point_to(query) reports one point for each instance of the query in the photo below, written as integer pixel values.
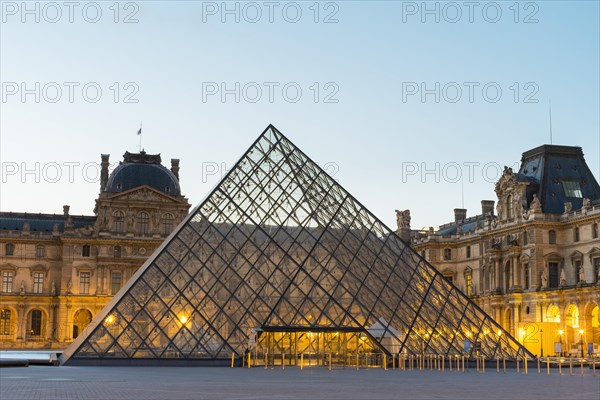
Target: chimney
(460, 214)
(175, 167)
(487, 207)
(104, 171)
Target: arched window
(143, 220)
(167, 223)
(509, 207)
(447, 254)
(5, 325)
(35, 329)
(119, 221)
(552, 236)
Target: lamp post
(560, 332)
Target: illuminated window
(36, 323)
(468, 283)
(167, 223)
(572, 189)
(552, 237)
(115, 282)
(5, 328)
(119, 222)
(38, 282)
(143, 219)
(447, 254)
(509, 207)
(84, 282)
(7, 278)
(39, 250)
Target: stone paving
(180, 383)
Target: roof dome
(139, 169)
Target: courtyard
(176, 383)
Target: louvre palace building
(531, 258)
(58, 271)
(281, 261)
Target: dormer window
(572, 189)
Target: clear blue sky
(365, 118)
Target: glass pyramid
(279, 249)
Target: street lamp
(560, 332)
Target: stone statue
(544, 280)
(536, 205)
(587, 203)
(403, 219)
(568, 207)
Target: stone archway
(81, 319)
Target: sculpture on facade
(544, 280)
(403, 219)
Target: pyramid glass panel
(282, 261)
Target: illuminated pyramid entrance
(279, 250)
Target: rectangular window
(572, 189)
(115, 282)
(84, 282)
(38, 282)
(39, 250)
(7, 278)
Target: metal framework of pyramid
(279, 245)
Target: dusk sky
(409, 105)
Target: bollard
(483, 363)
(570, 365)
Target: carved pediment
(143, 193)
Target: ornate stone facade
(536, 270)
(59, 271)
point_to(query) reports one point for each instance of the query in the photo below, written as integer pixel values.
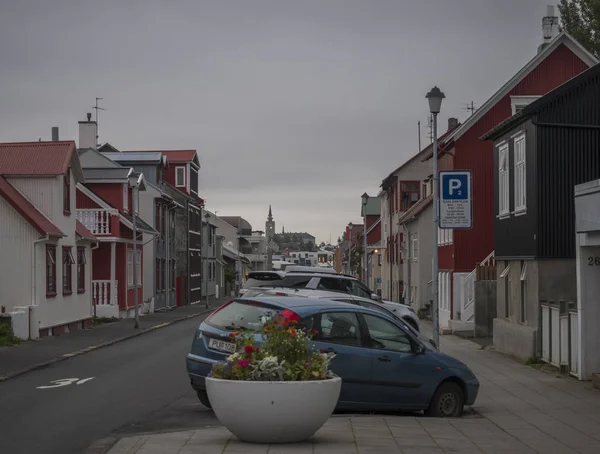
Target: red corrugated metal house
(557, 61)
(46, 251)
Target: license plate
(223, 346)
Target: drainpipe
(33, 279)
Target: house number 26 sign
(66, 382)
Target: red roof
(26, 209)
(83, 232)
(172, 155)
(36, 158)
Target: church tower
(269, 233)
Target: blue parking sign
(456, 207)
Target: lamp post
(435, 97)
(350, 225)
(207, 217)
(365, 200)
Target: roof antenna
(89, 117)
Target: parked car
(383, 365)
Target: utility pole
(134, 267)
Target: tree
(581, 19)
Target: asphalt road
(138, 385)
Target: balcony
(97, 221)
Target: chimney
(88, 133)
(452, 123)
(549, 27)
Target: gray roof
(107, 173)
(146, 156)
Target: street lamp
(207, 217)
(350, 225)
(365, 199)
(435, 97)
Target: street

- [REQUIRED WORK]: Rewrite the records above with every "lamp post" changed to "lamppost" and nothing else altered. Leave the pictures out.

- [REPLY]:
point_to(query) reports one point for each instance of the query in the photo below, written as integer pixel values.
Target: chimney
(460, 214)
(175, 167)
(487, 207)
(104, 171)
Target: arched window
(143, 220)
(167, 223)
(509, 207)
(447, 254)
(5, 325)
(35, 329)
(119, 221)
(552, 236)
Target: lamppost
(560, 332)
Target: illuminated window
(36, 323)
(468, 283)
(167, 223)
(572, 189)
(552, 237)
(115, 282)
(5, 328)
(119, 222)
(38, 282)
(143, 219)
(447, 254)
(509, 207)
(84, 282)
(7, 278)
(39, 250)
Target: stone paving
(180, 383)
Target: roof dome
(139, 169)
Target: courtyard
(176, 383)
Target: louvre palace building
(531, 258)
(58, 271)
(281, 261)
Target: dormer window
(572, 189)
Target: clear blue sky
(365, 118)
Target: glass pyramid
(279, 249)
Target: street lamp
(560, 332)
Target: stone statue
(544, 280)
(536, 205)
(587, 203)
(403, 219)
(568, 207)
Target: stone archway
(81, 319)
Target: sculpture on facade
(544, 280)
(403, 219)
Target: pyramid glass panel
(282, 261)
Target: illuminated pyramid entrance
(279, 250)
Target: rectangular window
(572, 189)
(115, 282)
(84, 282)
(38, 282)
(39, 250)
(7, 278)
Target: metal framework of pyramid
(279, 245)
Target: dusk sky
(409, 105)
Target: bollard
(483, 363)
(570, 365)
Target: carved pediment
(143, 193)
Target: ornate stone facade
(536, 270)
(59, 271)
point_to(query) reports one point for each instance of the query in the photo below, written as integer pixel values.
Target: red corrugated metal house
(557, 61)
(46, 251)
Target: license plate
(223, 346)
Target: drainpipe
(33, 279)
Target: house number 26 sign
(66, 382)
Target: red roof
(26, 209)
(83, 232)
(172, 155)
(36, 158)
Target: church tower
(269, 233)
Target: blue parking sign
(456, 207)
Target: lamppost
(435, 97)
(350, 225)
(207, 217)
(365, 200)
Target: roof antenna
(89, 117)
Target: parked car
(383, 365)
Target: utility pole
(134, 267)
Target: tree
(581, 19)
Target: asphalt road
(138, 385)
Target: balcony
(97, 221)
Target: chimney
(88, 133)
(452, 123)
(549, 27)
Target: gray roof
(107, 173)
(146, 156)
Target: street lamp
(207, 217)
(350, 225)
(365, 199)
(435, 97)
Target: street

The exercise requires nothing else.